■ **Task to complete**: Return every line of the data below, exactly.
(Beginning of Data provided)
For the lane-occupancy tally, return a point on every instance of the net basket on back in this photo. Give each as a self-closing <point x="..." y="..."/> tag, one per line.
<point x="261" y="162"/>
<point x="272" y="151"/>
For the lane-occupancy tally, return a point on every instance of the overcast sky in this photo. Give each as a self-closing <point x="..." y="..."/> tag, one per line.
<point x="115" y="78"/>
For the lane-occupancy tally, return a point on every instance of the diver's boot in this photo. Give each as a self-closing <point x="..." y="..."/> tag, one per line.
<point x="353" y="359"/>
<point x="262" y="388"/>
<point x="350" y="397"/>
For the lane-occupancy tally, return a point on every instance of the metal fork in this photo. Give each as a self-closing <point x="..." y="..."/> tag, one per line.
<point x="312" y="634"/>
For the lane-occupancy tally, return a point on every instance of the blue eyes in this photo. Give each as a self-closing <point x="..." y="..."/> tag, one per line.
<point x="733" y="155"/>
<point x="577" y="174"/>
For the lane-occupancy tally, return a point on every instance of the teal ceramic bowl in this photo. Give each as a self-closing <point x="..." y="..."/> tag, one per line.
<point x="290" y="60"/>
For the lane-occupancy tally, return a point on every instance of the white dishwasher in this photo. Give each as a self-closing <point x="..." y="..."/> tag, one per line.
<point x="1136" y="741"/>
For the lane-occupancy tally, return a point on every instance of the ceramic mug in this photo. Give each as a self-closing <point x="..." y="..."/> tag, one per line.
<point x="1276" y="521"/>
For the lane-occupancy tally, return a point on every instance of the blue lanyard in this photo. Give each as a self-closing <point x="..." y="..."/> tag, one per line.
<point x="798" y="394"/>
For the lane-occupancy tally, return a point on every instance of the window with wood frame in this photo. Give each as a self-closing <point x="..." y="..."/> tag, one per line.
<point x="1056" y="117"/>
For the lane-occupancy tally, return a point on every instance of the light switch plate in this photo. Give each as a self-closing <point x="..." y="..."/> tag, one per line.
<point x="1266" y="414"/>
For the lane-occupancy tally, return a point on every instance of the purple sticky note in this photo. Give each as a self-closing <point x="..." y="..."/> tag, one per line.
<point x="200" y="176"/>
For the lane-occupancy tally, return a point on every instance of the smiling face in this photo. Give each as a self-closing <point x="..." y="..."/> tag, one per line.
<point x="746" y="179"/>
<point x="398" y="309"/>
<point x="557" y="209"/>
(End of Data provided)
■ **Response area**:
For the lane-occupancy tally, return a point on every instance of the net basket on back in this photo. Give each as a self-closing <point x="..." y="..."/> tag, one per line.
<point x="261" y="162"/>
<point x="272" y="151"/>
For the lane-occupancy tally, return a point on every instance of the overcast sky in this photo. Give each as a self-closing <point x="..." y="..."/> tag, one per line.
<point x="115" y="78"/>
For the lane-occupancy tally, return a point on every instance of the diver's boot in this photo. Give each as a self-closing <point x="..." y="..."/> tag, one per line.
<point x="353" y="359"/>
<point x="262" y="388"/>
<point x="350" y="397"/>
For the lane-occupancy tally, return a point on every instance of the metal fork in this photo. Give each as a self-closing <point x="..." y="..."/> tag, one per line.
<point x="312" y="634"/>
For the lane-occupancy tally, return a point on every instance of the blue eyes in this photo. Give each as a self-closing <point x="..." y="..."/> tag, one per line.
<point x="733" y="155"/>
<point x="577" y="174"/>
For the lane-occupancy tally, return a point on every instance of the teal ceramic bowl in this photo. Give each as a self-closing <point x="..." y="..."/> tag, one per line.
<point x="290" y="60"/>
For the lane-occupancy tally, return a point on every instance of the white dishwasher in this photo. Give each as a self-closing <point x="..." y="..."/> tag, one per line.
<point x="1136" y="741"/>
For the lane-occupancy tally, return a point on every instance of the ceramic mug in this photo. Give each as a self-closing <point x="..." y="..."/> tag, one per line.
<point x="1276" y="521"/>
For the lane-occupancy tally, return a point on every instance of the blue lanyard in this photo. Give each as a self-closing <point x="..." y="..."/> tag, one per line.
<point x="798" y="394"/>
For the lane-occupancy tally, return a point on every instance of the window with wood frame in this photo. Give each as a self-closing <point x="..." y="..."/> tag, one per line.
<point x="1056" y="117"/>
For the lane-occupancy tally, return a point on every instance of the light switch plate in this photo. Give each as a self-closing <point x="..." y="..."/> tag, one per line.
<point x="1266" y="414"/>
For the lane-occupancy tally, return a point on every instance of the purple sticky note in this photo. Give each as a self-closing <point x="..." y="..."/> tag, one per line.
<point x="200" y="176"/>
For the lane-occupancy tally, return a point on every instance of the smiling face in this photo. Give each as a self-closing <point x="..." y="..."/> tag, one per line.
<point x="746" y="179"/>
<point x="398" y="309"/>
<point x="557" y="209"/>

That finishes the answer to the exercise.